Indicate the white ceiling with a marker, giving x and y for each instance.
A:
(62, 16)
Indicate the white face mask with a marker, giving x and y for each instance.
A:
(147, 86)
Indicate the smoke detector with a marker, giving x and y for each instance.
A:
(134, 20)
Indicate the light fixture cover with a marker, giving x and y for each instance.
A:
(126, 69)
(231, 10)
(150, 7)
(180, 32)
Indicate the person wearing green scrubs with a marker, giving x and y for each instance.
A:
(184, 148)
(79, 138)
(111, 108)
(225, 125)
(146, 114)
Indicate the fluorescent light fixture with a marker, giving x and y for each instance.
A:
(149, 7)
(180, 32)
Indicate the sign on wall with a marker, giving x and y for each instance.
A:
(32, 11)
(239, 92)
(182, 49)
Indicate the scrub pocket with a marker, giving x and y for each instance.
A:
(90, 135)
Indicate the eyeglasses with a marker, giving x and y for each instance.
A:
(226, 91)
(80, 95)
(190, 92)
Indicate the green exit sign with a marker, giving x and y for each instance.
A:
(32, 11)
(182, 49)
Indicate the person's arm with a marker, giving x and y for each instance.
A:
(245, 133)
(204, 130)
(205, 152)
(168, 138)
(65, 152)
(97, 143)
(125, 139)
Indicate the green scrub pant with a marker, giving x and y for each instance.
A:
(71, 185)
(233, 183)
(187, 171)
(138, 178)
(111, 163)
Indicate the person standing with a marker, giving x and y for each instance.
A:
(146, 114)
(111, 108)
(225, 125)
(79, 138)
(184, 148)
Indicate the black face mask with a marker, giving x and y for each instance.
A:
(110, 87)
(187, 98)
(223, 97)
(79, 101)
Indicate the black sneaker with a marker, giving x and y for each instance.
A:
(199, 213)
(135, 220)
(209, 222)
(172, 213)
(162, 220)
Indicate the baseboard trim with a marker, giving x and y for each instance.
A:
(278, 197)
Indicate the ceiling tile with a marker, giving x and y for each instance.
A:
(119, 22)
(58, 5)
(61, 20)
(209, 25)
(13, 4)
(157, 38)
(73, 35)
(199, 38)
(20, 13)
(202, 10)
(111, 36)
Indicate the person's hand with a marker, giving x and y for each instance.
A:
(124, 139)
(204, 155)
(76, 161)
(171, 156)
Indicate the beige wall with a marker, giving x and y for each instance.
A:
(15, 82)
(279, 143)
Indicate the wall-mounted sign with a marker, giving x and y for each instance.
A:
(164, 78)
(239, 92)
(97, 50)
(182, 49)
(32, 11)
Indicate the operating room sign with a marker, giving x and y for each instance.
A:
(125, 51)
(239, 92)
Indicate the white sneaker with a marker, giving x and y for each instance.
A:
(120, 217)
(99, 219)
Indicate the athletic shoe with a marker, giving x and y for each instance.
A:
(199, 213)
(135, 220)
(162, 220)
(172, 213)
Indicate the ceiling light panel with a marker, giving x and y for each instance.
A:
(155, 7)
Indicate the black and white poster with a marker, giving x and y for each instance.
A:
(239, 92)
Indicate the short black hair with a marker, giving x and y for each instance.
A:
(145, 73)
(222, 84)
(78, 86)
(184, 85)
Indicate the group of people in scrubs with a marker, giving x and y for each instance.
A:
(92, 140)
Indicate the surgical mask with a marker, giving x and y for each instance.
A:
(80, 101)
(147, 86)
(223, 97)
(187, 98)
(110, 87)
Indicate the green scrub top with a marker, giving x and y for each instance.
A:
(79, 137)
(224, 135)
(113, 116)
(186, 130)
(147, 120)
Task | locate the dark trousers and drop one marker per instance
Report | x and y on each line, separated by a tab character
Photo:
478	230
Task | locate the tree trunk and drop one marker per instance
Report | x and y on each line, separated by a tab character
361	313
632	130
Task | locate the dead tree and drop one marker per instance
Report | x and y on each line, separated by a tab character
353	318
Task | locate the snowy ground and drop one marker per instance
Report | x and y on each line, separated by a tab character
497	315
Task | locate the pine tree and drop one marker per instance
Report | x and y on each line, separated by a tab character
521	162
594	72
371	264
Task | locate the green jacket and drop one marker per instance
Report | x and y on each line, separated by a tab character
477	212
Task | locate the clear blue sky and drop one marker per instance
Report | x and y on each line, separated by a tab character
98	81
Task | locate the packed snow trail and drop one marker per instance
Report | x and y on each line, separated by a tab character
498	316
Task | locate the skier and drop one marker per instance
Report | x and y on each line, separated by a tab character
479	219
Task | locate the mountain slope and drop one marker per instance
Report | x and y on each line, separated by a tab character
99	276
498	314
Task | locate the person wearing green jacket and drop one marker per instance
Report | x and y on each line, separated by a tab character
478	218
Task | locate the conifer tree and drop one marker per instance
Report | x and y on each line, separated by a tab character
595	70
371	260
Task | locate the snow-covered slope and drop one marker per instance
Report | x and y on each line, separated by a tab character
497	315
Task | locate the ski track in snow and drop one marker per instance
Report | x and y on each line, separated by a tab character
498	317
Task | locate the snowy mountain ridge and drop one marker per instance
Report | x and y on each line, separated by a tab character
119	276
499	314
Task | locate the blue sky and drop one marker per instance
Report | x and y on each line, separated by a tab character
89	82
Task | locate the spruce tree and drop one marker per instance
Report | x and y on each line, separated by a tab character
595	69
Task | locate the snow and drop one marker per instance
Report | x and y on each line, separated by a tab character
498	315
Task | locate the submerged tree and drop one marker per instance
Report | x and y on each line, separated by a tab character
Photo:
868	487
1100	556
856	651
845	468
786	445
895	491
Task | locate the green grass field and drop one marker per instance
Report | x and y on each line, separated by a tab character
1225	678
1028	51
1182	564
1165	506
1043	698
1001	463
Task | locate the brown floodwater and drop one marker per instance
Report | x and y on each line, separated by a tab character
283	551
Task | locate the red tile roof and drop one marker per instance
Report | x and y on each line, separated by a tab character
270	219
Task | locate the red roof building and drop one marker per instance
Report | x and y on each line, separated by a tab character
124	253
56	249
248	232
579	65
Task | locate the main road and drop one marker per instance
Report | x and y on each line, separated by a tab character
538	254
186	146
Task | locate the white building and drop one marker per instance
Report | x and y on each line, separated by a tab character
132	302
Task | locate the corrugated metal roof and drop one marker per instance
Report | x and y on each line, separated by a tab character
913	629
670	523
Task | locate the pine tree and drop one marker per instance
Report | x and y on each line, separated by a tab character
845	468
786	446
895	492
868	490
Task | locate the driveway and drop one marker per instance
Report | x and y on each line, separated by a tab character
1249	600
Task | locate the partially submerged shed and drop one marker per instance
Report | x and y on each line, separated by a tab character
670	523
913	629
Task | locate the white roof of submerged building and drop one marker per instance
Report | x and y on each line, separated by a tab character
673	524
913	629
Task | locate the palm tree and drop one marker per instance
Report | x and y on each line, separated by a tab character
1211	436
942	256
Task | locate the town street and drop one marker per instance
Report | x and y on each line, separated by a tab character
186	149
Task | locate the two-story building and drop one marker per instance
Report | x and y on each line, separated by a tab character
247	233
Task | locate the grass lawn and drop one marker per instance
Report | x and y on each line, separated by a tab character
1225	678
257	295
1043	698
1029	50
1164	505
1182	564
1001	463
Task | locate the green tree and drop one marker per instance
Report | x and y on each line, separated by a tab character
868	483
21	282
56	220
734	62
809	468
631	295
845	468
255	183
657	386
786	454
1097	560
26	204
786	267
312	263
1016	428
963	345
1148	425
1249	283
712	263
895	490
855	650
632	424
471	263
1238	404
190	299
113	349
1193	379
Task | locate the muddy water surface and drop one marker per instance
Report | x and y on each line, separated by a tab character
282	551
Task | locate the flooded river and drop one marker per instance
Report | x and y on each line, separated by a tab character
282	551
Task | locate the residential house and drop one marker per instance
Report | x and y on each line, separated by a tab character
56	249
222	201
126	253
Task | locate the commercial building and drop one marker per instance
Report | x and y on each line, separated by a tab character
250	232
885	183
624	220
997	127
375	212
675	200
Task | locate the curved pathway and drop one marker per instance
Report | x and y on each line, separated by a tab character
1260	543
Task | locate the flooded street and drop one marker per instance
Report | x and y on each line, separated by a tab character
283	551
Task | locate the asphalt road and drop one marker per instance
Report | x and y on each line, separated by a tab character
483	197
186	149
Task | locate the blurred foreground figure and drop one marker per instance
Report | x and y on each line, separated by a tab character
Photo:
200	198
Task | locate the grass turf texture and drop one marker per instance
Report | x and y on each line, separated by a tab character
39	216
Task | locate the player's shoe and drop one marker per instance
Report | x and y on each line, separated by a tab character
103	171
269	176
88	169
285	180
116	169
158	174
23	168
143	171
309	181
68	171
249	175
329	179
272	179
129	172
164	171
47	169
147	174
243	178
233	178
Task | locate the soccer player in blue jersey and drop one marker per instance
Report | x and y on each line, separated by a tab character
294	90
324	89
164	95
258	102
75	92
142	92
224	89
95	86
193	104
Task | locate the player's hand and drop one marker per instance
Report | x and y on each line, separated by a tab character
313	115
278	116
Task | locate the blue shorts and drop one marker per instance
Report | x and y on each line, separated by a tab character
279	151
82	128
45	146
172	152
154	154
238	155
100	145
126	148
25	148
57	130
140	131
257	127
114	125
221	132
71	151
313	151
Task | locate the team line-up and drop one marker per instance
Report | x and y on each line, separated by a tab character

:: Task objective ::
Each line from the beginning of the entries to the line with "Indicate the light" must be repeated exactly, with both end lines kept and no other lines given.

:: Exercise response ::
Indicate the white ceiling with a marker, giving x and y for each instance.
A:
(62, 16)
Indicate the white face mask with a marker, giving x and y for each instance.
A:
(147, 86)
Indicate the smoke detector with a marker, giving x and y for each instance.
A:
(134, 20)
Indicate the light fixture cover with a marker, giving x and y for each instance.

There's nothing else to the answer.